┌──
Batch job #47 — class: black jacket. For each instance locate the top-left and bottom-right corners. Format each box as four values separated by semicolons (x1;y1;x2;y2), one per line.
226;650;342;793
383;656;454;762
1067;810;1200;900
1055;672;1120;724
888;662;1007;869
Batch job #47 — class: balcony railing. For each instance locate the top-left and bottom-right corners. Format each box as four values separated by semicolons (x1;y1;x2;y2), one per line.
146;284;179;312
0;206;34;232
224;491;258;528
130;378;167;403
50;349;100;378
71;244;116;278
└──
(INSTRUCTIONS FOR THE TASK):
Update the data above by changing every "top-left and bottom-right corners" to "upper-left and lower-right corners" and reproduce all of it, with nothing else altered.

(RESPONSE):
Batch job #47 — class: black jacket. For each instance locate the upper-left and lower-right corners. Format each box as four values separated by semicolons (x1;y1;x2;y2), one per line.
226;650;342;793
383;656;454;762
1067;810;1200;900
1055;672;1120;724
888;662;1007;869
Batch job #47 — class: balcony railing. For each instance locate the upper-left and lower-right corners. Format each box as four values separated by semicolons (x1;y1;x2;y2), one per line.
146;284;179;312
0;206;34;232
224;491;258;528
130;378;167;403
50;349;100;378
71;244;116;278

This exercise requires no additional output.